◆ PROBLEM REQUIREMENTS
Repeat exactly the lines from the line containing "like [2, 42]." through the last line of the records below, inclusive, and nothing else.
··· DATA PROVIDED
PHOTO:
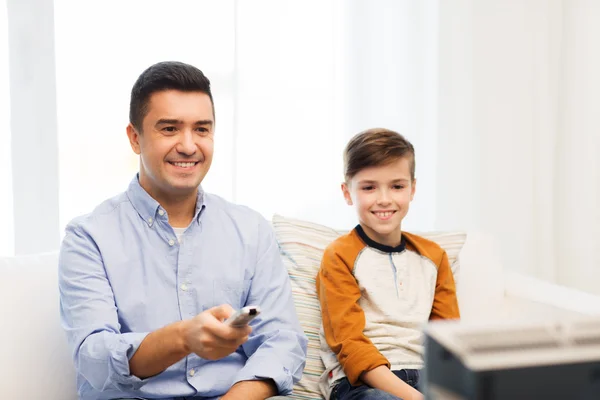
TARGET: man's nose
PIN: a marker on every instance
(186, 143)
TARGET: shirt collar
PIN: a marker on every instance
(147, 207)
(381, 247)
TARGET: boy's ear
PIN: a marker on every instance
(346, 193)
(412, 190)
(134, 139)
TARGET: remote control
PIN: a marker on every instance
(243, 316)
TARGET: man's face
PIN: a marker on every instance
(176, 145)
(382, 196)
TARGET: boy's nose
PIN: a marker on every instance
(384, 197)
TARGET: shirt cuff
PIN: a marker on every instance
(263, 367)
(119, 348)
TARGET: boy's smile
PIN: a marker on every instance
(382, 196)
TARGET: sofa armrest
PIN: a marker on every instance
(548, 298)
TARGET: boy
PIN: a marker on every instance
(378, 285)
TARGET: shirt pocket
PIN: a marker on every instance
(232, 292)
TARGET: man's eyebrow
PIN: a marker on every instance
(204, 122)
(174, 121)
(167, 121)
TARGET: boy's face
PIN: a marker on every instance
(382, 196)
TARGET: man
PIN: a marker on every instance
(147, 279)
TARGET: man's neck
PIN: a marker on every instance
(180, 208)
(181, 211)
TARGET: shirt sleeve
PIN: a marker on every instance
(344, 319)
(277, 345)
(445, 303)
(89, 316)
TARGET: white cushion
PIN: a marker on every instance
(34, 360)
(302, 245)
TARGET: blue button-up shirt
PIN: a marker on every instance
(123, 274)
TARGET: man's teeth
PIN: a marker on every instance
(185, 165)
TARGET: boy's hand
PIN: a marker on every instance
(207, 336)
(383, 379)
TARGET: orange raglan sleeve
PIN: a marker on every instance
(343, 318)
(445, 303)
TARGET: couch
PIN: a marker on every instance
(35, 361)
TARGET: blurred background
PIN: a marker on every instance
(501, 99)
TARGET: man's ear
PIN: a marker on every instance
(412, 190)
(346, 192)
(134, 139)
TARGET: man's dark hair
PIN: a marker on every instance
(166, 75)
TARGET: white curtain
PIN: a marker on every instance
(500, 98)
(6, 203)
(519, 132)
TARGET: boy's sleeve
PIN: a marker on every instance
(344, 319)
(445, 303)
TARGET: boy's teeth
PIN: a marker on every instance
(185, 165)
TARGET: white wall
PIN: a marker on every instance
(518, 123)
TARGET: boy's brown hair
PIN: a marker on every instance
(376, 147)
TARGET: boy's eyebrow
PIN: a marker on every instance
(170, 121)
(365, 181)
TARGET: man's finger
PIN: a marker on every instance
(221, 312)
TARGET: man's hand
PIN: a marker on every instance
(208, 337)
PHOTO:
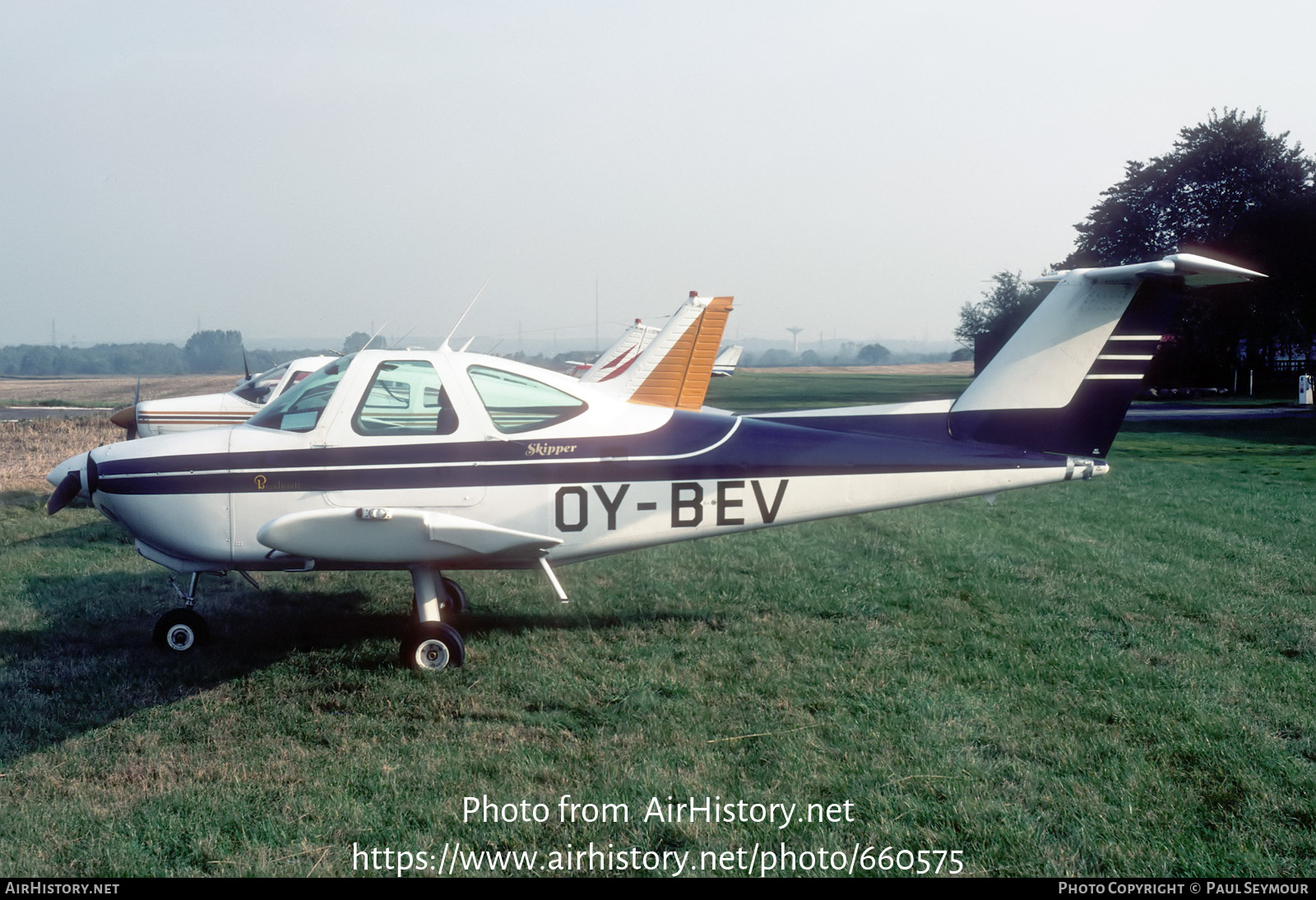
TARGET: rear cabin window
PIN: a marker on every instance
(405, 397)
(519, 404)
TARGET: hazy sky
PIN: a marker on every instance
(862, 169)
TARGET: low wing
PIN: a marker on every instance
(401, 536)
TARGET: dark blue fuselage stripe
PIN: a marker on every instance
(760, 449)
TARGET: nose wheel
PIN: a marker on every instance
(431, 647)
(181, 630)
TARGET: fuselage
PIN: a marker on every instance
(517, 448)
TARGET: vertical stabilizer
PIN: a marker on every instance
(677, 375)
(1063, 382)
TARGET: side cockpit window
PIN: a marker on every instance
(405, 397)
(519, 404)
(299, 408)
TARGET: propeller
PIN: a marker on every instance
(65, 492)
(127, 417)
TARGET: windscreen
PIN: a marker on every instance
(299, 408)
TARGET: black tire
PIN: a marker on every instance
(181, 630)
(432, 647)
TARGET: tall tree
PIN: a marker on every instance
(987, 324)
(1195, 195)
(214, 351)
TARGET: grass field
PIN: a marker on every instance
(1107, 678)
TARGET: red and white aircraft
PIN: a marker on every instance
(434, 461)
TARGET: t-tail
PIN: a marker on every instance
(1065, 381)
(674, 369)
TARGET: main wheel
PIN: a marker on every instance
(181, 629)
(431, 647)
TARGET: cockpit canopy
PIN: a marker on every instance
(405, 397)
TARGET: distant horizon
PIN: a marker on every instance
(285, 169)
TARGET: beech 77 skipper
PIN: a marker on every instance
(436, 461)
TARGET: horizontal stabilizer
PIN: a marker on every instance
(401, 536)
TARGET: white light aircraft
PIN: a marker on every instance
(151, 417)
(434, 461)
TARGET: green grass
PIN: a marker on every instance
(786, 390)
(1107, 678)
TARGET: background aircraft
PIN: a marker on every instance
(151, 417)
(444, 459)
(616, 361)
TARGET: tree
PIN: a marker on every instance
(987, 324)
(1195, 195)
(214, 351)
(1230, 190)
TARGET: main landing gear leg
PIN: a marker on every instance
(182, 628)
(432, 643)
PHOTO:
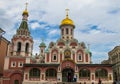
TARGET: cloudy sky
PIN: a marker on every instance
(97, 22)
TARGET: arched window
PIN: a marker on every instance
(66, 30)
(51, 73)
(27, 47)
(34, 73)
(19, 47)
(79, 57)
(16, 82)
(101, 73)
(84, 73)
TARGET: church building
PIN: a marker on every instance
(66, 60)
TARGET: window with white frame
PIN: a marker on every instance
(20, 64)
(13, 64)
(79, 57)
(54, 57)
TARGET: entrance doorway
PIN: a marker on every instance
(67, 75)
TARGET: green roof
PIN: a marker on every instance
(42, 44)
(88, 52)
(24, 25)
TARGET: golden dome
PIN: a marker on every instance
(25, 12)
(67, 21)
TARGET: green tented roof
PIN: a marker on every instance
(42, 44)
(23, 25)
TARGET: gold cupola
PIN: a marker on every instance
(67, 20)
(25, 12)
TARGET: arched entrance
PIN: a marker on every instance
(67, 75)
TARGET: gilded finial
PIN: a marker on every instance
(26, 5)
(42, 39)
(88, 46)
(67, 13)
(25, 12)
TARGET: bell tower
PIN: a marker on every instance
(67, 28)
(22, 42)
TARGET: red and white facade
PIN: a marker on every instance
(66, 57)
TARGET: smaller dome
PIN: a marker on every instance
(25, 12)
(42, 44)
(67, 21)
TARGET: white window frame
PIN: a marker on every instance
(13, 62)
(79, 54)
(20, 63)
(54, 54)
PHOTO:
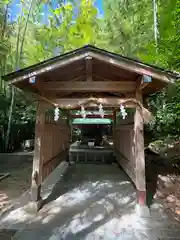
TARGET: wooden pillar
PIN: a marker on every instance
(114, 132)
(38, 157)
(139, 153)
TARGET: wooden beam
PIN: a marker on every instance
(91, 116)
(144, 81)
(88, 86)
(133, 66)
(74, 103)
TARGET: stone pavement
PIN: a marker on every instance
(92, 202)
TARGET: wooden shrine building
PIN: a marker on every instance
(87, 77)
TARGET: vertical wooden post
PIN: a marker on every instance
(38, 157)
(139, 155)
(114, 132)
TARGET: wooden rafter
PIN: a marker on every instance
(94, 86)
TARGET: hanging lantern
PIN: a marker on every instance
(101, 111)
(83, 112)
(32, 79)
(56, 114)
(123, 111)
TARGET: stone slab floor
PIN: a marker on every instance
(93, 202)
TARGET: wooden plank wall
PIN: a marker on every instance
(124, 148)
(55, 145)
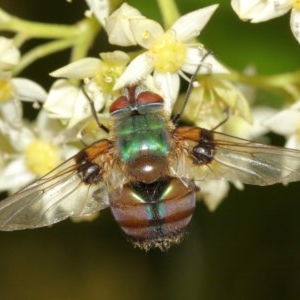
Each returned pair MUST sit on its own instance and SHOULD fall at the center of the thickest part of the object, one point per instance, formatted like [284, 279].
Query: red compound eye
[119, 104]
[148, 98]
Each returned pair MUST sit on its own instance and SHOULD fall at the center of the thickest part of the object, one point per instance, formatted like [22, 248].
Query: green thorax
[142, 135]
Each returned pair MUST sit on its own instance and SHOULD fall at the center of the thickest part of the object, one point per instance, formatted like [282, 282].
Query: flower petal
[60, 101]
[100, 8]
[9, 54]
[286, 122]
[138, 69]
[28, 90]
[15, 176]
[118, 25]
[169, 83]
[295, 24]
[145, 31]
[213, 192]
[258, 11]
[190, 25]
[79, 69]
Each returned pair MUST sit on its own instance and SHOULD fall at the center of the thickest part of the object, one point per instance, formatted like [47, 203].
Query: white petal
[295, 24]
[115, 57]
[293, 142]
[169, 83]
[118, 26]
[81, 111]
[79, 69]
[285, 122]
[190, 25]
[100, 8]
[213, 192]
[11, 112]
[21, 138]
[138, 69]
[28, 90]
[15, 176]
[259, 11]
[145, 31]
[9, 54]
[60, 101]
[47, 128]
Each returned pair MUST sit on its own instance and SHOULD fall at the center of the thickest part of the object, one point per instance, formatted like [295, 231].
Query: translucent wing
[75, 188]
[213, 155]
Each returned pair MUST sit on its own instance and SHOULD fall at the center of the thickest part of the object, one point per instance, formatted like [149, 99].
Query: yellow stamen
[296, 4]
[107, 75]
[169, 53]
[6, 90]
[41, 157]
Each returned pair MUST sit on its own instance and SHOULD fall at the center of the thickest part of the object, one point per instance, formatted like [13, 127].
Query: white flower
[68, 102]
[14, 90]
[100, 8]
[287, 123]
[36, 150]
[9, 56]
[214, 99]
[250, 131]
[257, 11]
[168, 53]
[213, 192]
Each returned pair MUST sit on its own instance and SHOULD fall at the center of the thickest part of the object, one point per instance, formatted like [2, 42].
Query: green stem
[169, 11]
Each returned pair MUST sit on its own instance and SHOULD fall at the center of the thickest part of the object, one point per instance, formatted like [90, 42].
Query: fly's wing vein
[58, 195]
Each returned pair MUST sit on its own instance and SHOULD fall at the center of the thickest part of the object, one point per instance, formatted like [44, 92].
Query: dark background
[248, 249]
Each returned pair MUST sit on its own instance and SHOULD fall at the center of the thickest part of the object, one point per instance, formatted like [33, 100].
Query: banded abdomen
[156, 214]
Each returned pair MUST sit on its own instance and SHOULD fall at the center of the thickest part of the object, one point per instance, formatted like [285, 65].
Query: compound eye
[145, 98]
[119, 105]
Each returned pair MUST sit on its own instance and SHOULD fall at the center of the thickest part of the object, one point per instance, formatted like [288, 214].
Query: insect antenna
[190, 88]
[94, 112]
······
◆ WORKED SOLUTION
Each returned pair MUST sit on its own instance and SHOULD fall at the center of the thickest part of the object, one point per instance, formatted like [2, 42].
Query: green stem
[169, 11]
Each returned pair MUST sit on its own instance and SHOULD fall at the center of the thickest part of the object, one point per instance, formatted like [90, 42].
Query: fly's wing vein
[58, 195]
Each returned pair MUST sit on its own instance and SHOULD fall at the center of the thickest part of the object, one point per instance, formatted like [44, 92].
Query: dark background
[248, 249]
Each returned pair MUST sit on its own instance and SHOULD fall at the center of the thickest part of the object, one point per instance, formatted like [33, 100].
Query: banded abdomen
[156, 214]
Each returned pair MUST sit on its own instance and SHOULD fall at the center of the thickest part of the object, one point per instance, formatted like [285, 65].
Query: compound eye
[145, 98]
[119, 105]
Each returned pair MUST sit on its own instance and SHOULD fall at the center of the thickest part of the object, one point per instance, formatted like [288, 214].
Query: insect antenna
[190, 88]
[94, 112]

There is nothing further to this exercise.